Extracted material: Begin
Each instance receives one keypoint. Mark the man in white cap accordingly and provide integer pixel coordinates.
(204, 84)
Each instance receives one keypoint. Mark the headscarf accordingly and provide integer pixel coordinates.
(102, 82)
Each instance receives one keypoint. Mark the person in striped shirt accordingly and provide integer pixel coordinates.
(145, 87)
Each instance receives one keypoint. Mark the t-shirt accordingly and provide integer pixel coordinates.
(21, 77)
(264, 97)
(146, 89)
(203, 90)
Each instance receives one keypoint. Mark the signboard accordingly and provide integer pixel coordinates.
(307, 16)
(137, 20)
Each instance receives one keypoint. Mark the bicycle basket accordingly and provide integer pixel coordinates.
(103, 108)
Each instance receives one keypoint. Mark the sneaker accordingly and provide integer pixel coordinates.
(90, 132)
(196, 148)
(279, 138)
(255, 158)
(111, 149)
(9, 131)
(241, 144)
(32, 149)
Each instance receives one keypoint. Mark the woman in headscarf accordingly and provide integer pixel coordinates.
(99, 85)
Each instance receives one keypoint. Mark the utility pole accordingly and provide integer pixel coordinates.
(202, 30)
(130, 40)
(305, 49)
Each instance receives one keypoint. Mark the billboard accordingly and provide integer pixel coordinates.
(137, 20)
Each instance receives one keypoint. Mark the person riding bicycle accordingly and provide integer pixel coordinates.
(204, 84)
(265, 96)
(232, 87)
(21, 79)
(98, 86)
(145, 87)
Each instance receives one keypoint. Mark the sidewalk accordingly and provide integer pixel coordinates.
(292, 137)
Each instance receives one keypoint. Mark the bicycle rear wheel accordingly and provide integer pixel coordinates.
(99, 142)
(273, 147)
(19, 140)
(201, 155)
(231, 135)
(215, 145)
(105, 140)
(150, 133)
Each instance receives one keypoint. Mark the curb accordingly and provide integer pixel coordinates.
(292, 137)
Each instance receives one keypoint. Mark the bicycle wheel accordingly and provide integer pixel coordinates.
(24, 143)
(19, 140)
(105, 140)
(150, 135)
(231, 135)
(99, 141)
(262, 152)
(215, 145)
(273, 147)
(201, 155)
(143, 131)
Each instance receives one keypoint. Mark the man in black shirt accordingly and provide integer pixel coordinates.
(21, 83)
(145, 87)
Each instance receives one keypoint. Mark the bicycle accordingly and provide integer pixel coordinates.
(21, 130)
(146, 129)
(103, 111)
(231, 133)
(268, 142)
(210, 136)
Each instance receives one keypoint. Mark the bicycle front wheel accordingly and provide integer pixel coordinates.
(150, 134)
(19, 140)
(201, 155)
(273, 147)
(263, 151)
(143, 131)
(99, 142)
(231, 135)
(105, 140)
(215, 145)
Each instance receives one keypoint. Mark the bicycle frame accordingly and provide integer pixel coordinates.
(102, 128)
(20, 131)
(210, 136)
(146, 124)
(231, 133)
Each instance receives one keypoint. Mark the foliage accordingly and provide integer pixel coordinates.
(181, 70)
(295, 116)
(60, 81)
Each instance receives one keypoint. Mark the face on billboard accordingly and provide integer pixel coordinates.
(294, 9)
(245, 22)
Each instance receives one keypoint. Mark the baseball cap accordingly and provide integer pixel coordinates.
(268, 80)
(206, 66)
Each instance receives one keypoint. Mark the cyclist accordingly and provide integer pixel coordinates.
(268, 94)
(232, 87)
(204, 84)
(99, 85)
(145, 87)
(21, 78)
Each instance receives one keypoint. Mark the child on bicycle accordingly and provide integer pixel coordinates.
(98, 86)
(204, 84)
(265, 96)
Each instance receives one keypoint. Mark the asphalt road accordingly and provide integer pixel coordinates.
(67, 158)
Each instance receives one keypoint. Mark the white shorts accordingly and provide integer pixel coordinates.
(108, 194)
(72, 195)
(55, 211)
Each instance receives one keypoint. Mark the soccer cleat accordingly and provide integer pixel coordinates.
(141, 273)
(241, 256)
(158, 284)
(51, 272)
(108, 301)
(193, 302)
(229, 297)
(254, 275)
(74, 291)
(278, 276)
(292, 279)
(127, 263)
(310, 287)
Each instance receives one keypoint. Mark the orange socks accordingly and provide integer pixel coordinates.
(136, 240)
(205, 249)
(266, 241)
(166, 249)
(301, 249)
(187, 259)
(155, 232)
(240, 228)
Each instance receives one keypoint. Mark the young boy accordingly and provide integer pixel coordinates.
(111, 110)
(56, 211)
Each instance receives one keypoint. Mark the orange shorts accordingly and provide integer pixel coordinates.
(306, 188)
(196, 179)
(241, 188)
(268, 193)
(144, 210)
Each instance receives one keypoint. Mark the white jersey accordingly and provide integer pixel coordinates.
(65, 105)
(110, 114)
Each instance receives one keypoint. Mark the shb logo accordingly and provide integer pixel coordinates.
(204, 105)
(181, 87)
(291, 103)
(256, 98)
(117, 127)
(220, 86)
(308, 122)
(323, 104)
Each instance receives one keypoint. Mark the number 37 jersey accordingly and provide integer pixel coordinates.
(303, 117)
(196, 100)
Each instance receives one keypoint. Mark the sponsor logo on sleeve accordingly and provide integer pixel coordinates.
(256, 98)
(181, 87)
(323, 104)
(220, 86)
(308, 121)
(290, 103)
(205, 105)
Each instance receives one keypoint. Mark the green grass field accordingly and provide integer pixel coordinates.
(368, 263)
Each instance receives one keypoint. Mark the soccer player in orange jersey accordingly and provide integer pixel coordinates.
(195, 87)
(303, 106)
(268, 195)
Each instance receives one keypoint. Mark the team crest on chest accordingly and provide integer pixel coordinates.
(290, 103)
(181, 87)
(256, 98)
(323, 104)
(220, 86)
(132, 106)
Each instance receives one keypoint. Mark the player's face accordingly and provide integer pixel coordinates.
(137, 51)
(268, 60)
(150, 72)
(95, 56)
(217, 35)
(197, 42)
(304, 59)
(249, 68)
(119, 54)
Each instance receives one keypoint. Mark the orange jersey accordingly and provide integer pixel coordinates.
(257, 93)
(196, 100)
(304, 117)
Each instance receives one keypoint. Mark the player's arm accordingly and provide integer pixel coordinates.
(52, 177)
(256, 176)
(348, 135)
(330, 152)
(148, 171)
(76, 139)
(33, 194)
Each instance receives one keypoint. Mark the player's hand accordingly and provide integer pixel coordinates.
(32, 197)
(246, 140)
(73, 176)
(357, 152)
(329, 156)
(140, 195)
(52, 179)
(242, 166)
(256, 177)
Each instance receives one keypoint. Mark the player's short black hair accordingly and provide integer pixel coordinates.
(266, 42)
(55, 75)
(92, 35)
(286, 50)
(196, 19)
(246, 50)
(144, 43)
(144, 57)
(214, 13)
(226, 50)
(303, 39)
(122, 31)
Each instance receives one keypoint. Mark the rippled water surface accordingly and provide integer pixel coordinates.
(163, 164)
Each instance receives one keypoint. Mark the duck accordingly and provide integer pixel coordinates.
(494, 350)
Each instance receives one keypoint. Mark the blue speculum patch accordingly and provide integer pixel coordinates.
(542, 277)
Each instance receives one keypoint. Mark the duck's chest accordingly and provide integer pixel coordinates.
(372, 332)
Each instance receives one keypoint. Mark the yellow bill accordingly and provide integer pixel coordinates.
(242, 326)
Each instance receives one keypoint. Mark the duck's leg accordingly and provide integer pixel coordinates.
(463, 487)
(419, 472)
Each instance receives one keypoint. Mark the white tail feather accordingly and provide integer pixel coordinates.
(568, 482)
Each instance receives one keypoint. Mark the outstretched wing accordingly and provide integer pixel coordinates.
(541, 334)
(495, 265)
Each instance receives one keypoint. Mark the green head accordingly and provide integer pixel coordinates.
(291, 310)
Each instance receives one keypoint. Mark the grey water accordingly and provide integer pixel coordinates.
Extracted material: End
• Your assignment:
Print out all the entries precisely as written.

• Problem solution:
Each instance receives one keypoint. Mark the man in white cap accordingly and provide integer pixel coordinates.
(204, 84)
Each instance receives one keypoint. Mark the headscarf accordingly and provide integer pixel coordinates.
(102, 82)
Each instance receives one keypoint. Mark the person in striped shirt accordingly and provide integer pixel coordinates.
(145, 87)
Each instance receives one keypoint. Mark the t-shirt accordingly and provide integer pixel coordinates.
(21, 77)
(264, 97)
(146, 89)
(203, 90)
Each instance receives one keypoint. Mark the signboard accordingly and provide integer pixel coordinates.
(307, 16)
(137, 20)
Each instance receives one keypoint. Mark the bicycle basket accordingly and provide integer pixel coordinates.
(103, 108)
Each instance receives one keypoint. Mark the sneaker accordingly and provide integer pixel coordinates.
(90, 132)
(196, 148)
(279, 138)
(255, 158)
(111, 149)
(9, 131)
(241, 144)
(32, 149)
Each instance receives one keypoint. Mark the woman in headscarf accordingly and provide integer pixel coordinates.
(99, 85)
Each instance receives one keypoint. Mark the utility pole accordingly and provide integer pixel coordinates.
(202, 30)
(130, 40)
(305, 49)
Each instance receives one keypoint. Mark the billboard accordingly and provide integer pixel coordinates.
(137, 20)
Each instance receives one keypoint. Mark the person riding bicycle accordingly and provide integer pixel coordinates.
(204, 84)
(265, 96)
(232, 87)
(21, 79)
(98, 86)
(145, 87)
Each instance receives one keypoint. Mark the sidewalk accordingly and provide integer pixel coordinates.
(292, 137)
Each instance receives one keypoint. Mark the bicycle rear wheel accordingly and provide integer pixel coordinates.
(99, 142)
(273, 147)
(19, 140)
(201, 155)
(231, 135)
(215, 145)
(105, 140)
(150, 133)
Each instance receives one keypoint. Mark the curb accordingly and provide integer pixel coordinates.
(292, 137)
Each instance receives one keypoint. Mark the bicycle wheel accordingly and provide integer pixel coordinates.
(24, 143)
(19, 140)
(105, 140)
(150, 135)
(231, 135)
(99, 141)
(262, 152)
(215, 145)
(273, 147)
(201, 155)
(143, 131)
Each instance receives one keypoint. Mark the man in black shirt accordingly and provide integer pixel coordinates.
(21, 83)
(145, 87)
Each instance receives one keypoint. Mark the bicycle accordingly and provide integer pixel coordinates.
(21, 130)
(146, 129)
(103, 111)
(231, 133)
(268, 142)
(210, 136)
Each instance receives one keypoint. Mark the bicycle front wheel accordingly and provide integer pixel coordinates.
(150, 134)
(19, 140)
(201, 155)
(273, 147)
(263, 151)
(143, 131)
(99, 142)
(231, 135)
(105, 140)
(215, 145)
Each instance receives one keypoint. Mark the bicycle frame accordingly and provide integer pixel coordinates.
(102, 128)
(20, 131)
(210, 136)
(146, 124)
(231, 133)
Each instance receives one keypoint. Mark the foliage accordingly and provide integer pixel coordinates.
(181, 70)
(295, 116)
(60, 81)
Each instance receives one keypoint. Mark the face on billboard accordingly and provide integer pixel coordinates.
(294, 9)
(245, 22)
Each instance receives one keypoint. Mark the baseball cap accordingly and provide integer pixel coordinates.
(268, 80)
(206, 66)
Each instance receives one keypoint. Mark the cyclist accordingly and provide integer pixel coordinates.
(268, 94)
(232, 87)
(204, 84)
(99, 85)
(145, 87)
(21, 78)
Each instance receives one keypoint. Mark the child on bicycle accordingly and provide integer pixel coordinates.
(98, 86)
(204, 84)
(265, 96)
Each instance receives one keypoint. Mark the asphalt road accordingly and provide integer pixel coordinates.
(67, 158)
Each instance receives one keypoint. Mark the white shorts accordingly and provide integer pixel coordinates.
(108, 194)
(72, 195)
(55, 211)
Each instance receives one keypoint. Mark the soccer cleat accordingly and provide integer pixel coordinates.
(141, 273)
(241, 256)
(158, 284)
(51, 272)
(108, 301)
(193, 302)
(229, 297)
(254, 275)
(74, 291)
(278, 276)
(292, 279)
(127, 263)
(310, 287)
Each instance receives one keypoint. Mark the orange socks accordingly and provide integer pixel coordinates.
(136, 240)
(205, 249)
(266, 241)
(166, 249)
(301, 249)
(187, 259)
(155, 232)
(240, 228)
Each instance receives one keypoint. Mark the young boy accordingly and provide integer pixel coordinates.
(111, 110)
(56, 211)
Each instance receives one keypoint. Mark the orange shorts accordingly and provide integer pixel coordinates.
(306, 188)
(196, 179)
(241, 188)
(268, 193)
(144, 210)
Each instance receives one keypoint. Mark the white jersey accordingly and provide integer pixel coordinates.
(65, 105)
(110, 114)
Each instance receives one keypoint. Mark the shb logo accordingly and provide integer pixel coordinates.
(204, 105)
(181, 87)
(291, 103)
(256, 98)
(117, 127)
(220, 86)
(308, 122)
(323, 104)
Each instance receives one keypoint. Mark the number 37 jersey accordingly and provide integer pixel coordinates.
(303, 117)
(196, 100)
Each instance receives one keypoint. Mark the sponsor logo on sleeve accordingly and provide integer pixel coordinates.
(256, 98)
(181, 87)
(323, 104)
(220, 86)
(308, 121)
(290, 103)
(205, 105)
Each instance receives one keypoint. Mark the green grass field accordingly and provide integer pixel coordinates.
(368, 263)
Each instance receives one keypoint. Mark the soccer player in orange jersey accordingly and provide integer pixel coordinates.
(195, 87)
(303, 106)
(268, 195)
Each instance receives one keypoint. Mark the team crest on chest accordingly and provide integer pixel coordinates.
(290, 103)
(181, 87)
(256, 98)
(323, 104)
(220, 86)
(132, 106)
Each instance receives one keypoint. Mark the player's face accordingly and provide integer pixel coordinates.
(137, 51)
(268, 60)
(150, 72)
(95, 56)
(217, 35)
(197, 42)
(304, 59)
(249, 68)
(119, 54)
Each instance receives one keypoint. Mark the orange jersey accordingly and provide integer pixel coordinates.
(257, 93)
(196, 100)
(304, 117)
Each instance receives one keypoint. Mark the player's arm accordingly and provide integer pixel coordinates.
(52, 177)
(256, 176)
(348, 135)
(330, 152)
(148, 171)
(76, 139)
(33, 194)
Each instance receives one keypoint. Mark the player's hand accordingly and provide integer pixel coordinates.
(32, 197)
(246, 140)
(73, 176)
(357, 152)
(329, 156)
(140, 195)
(52, 179)
(242, 166)
(256, 177)
Each instance receives one keypoint. Mark the player's short black hair accordingly and provide integer pixel coordinates.
(266, 42)
(55, 75)
(92, 35)
(286, 50)
(196, 19)
(246, 50)
(144, 43)
(144, 57)
(214, 13)
(226, 50)
(303, 39)
(122, 31)
Each instance receives one keypoint. Mark the rippled water surface accordingly and provide integer pixel coordinates.
(163, 164)
Each instance receives one keypoint. Mark the duck accordingly and provide integer pixel coordinates.
(494, 350)
Each instance receives one keypoint. Mark the blue speculum patch accordingly and provide integer pixel coordinates.
(542, 277)
Each instance receives one keypoint. Mark the duck's chest accordingly and provide integer pixel coordinates.
(372, 332)
Each instance receives one keypoint. Mark the yellow bill accordingly and provide integer pixel coordinates.
(242, 326)
Each instance receives one keypoint. Mark the duck's leg accordingly and provide integer pixel coordinates.
(463, 487)
(419, 472)
Each instance receives one keypoint. Mark the white tail feather accordingly and provide integer pixel coordinates.
(568, 482)
Each instance receives one keypoint. Mark the outstretched wing accordingly and provide integer pixel coordinates.
(541, 334)
(495, 265)
Each instance receives one keypoint. Mark the green head accordingly and provide integer pixel coordinates.
(291, 310)
Each instance receives one keypoint. Mark the grey water accordingly and provide integer pixel coordinates.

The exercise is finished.